[Exercise details] Once you have located the line containing "Reviewer check: every instance of the building" in the material below, return it exactly along with each line after it through the line containing "Reviewer check: every instance of the low".

[Data to use]
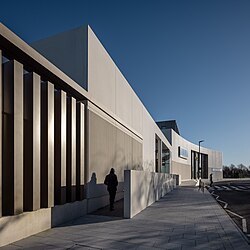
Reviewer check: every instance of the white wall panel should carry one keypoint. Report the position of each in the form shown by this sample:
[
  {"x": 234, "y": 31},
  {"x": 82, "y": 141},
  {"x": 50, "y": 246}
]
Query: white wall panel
[{"x": 101, "y": 73}]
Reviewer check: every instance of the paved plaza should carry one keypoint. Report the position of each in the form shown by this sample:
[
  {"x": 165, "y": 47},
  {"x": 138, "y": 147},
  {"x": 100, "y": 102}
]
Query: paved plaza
[{"x": 184, "y": 219}]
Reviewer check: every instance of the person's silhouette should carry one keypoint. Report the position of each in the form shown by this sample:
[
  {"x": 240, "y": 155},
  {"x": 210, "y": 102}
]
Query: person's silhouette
[{"x": 112, "y": 183}]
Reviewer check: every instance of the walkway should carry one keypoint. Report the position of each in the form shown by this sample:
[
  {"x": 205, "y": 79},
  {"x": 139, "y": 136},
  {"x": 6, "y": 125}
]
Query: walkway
[{"x": 184, "y": 219}]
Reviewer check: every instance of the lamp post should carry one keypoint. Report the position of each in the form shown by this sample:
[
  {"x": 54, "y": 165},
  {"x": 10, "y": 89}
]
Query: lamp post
[{"x": 199, "y": 160}]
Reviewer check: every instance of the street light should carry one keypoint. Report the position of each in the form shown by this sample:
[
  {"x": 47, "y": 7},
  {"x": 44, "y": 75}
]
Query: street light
[{"x": 199, "y": 160}]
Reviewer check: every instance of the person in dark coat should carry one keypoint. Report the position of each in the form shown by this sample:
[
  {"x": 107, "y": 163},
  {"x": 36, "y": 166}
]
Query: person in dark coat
[
  {"x": 112, "y": 183},
  {"x": 211, "y": 180}
]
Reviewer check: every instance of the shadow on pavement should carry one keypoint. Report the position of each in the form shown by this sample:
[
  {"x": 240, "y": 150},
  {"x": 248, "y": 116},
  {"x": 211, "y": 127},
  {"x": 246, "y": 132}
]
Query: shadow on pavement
[{"x": 118, "y": 212}]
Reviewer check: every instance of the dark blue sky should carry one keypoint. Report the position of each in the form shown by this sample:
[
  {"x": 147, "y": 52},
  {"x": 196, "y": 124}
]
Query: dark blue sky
[{"x": 186, "y": 60}]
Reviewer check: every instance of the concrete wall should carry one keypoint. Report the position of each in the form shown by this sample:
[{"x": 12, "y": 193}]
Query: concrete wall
[
  {"x": 63, "y": 51},
  {"x": 108, "y": 88},
  {"x": 184, "y": 170},
  {"x": 112, "y": 92},
  {"x": 142, "y": 188}
]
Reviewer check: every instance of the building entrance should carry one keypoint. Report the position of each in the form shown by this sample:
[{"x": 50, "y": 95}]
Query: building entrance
[{"x": 199, "y": 165}]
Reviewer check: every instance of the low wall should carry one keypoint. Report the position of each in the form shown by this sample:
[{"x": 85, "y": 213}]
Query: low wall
[
  {"x": 98, "y": 196},
  {"x": 142, "y": 188}
]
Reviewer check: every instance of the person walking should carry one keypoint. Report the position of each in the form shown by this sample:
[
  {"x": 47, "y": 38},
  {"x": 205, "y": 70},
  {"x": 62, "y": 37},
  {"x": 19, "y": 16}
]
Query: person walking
[
  {"x": 211, "y": 180},
  {"x": 112, "y": 183}
]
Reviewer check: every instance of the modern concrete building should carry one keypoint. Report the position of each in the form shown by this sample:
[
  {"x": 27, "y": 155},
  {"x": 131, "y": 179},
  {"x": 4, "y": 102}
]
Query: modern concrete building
[
  {"x": 68, "y": 116},
  {"x": 189, "y": 160}
]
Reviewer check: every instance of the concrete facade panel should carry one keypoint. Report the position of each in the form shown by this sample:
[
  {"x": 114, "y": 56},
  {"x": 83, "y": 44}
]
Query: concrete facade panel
[
  {"x": 71, "y": 149},
  {"x": 80, "y": 148},
  {"x": 32, "y": 133},
  {"x": 13, "y": 138},
  {"x": 142, "y": 188},
  {"x": 68, "y": 51},
  {"x": 60, "y": 149},
  {"x": 101, "y": 73},
  {"x": 47, "y": 145},
  {"x": 184, "y": 170},
  {"x": 124, "y": 106}
]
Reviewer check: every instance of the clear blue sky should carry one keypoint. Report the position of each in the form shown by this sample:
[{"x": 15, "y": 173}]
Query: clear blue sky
[{"x": 186, "y": 60}]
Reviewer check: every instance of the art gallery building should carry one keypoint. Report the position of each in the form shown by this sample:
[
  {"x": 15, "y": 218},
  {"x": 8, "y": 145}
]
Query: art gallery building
[{"x": 68, "y": 116}]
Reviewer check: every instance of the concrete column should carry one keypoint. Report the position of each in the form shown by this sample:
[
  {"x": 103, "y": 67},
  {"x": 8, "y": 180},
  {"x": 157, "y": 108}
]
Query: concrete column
[
  {"x": 12, "y": 174},
  {"x": 1, "y": 111},
  {"x": 80, "y": 151},
  {"x": 86, "y": 148},
  {"x": 71, "y": 149},
  {"x": 32, "y": 134},
  {"x": 47, "y": 145},
  {"x": 60, "y": 149}
]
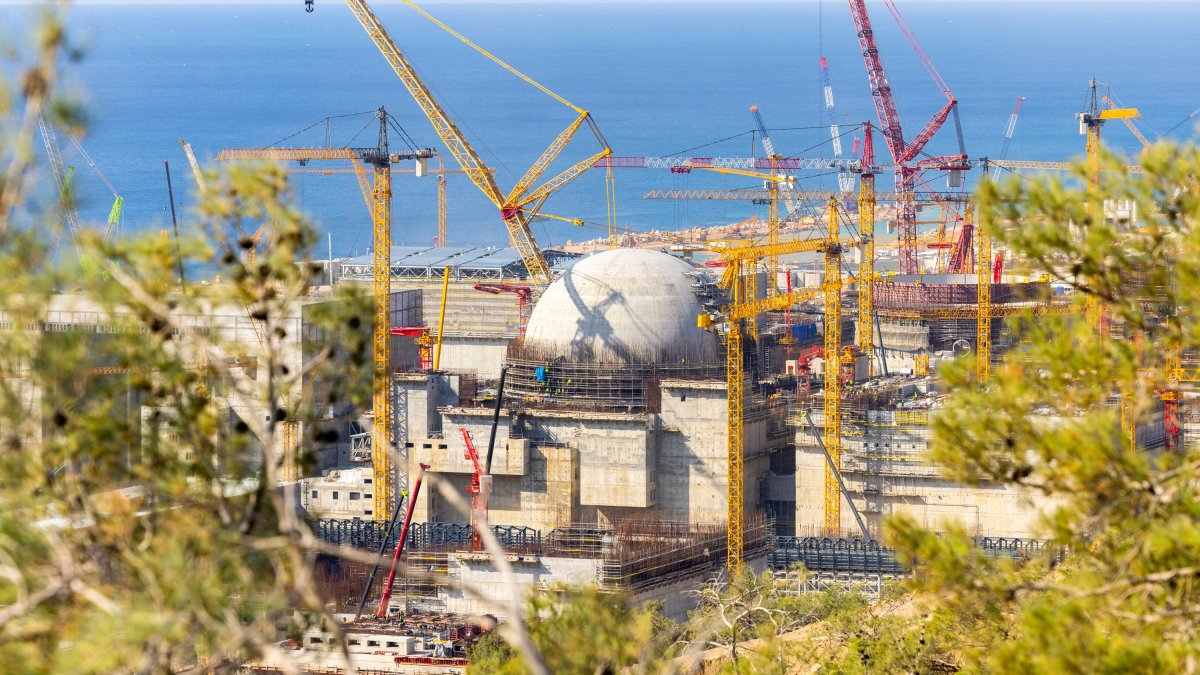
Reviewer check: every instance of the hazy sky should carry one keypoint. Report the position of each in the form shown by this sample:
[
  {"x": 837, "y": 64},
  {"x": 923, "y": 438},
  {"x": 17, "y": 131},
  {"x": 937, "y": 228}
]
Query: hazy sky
[{"x": 525, "y": 1}]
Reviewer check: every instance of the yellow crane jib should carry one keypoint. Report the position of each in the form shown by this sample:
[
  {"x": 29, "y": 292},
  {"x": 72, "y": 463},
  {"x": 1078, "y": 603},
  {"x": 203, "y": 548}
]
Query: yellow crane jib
[{"x": 519, "y": 205}]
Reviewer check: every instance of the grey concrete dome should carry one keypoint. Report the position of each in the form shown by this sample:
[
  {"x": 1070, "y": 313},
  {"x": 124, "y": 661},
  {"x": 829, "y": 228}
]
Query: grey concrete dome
[{"x": 622, "y": 306}]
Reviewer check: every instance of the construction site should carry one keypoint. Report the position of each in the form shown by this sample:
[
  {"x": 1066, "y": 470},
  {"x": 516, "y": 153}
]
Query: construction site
[{"x": 647, "y": 412}]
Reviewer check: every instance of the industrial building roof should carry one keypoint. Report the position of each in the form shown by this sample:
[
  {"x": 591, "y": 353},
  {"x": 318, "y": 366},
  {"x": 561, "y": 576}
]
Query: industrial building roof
[{"x": 465, "y": 262}]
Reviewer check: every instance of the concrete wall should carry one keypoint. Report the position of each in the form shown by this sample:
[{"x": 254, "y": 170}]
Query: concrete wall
[
  {"x": 481, "y": 357},
  {"x": 340, "y": 494},
  {"x": 491, "y": 592},
  {"x": 557, "y": 467},
  {"x": 933, "y": 501}
]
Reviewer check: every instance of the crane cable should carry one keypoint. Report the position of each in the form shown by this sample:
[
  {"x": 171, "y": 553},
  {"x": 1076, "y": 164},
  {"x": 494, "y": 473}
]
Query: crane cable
[{"x": 497, "y": 60}]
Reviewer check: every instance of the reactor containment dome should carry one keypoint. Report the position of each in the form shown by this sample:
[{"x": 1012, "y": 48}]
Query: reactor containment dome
[{"x": 622, "y": 306}]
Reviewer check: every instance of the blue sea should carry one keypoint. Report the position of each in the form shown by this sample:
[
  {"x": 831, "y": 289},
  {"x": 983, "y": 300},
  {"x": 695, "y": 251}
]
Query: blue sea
[{"x": 659, "y": 79}]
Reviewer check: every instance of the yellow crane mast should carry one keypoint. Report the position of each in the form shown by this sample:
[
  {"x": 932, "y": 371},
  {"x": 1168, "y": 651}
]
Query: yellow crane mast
[
  {"x": 381, "y": 159},
  {"x": 365, "y": 185},
  {"x": 521, "y": 203},
  {"x": 983, "y": 322},
  {"x": 832, "y": 395},
  {"x": 867, "y": 236},
  {"x": 741, "y": 310}
]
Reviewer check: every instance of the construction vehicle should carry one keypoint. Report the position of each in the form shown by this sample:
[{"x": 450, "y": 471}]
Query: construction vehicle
[
  {"x": 525, "y": 299},
  {"x": 1009, "y": 130},
  {"x": 909, "y": 169},
  {"x": 382, "y": 613},
  {"x": 768, "y": 147},
  {"x": 381, "y": 157},
  {"x": 424, "y": 342},
  {"x": 742, "y": 309},
  {"x": 479, "y": 490},
  {"x": 523, "y": 201},
  {"x": 63, "y": 180},
  {"x": 844, "y": 178}
]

[Task result]
Reviewer check: every instance of the building entrance should carry one keypoint. Report the position of each in the form shown by this sample:
[{"x": 50, "y": 95}]
Query: building entrance
[{"x": 199, "y": 165}]
Reviewer check: every instance of the low wall should carry one keypoint. Report the position of each in the form shown by this sample:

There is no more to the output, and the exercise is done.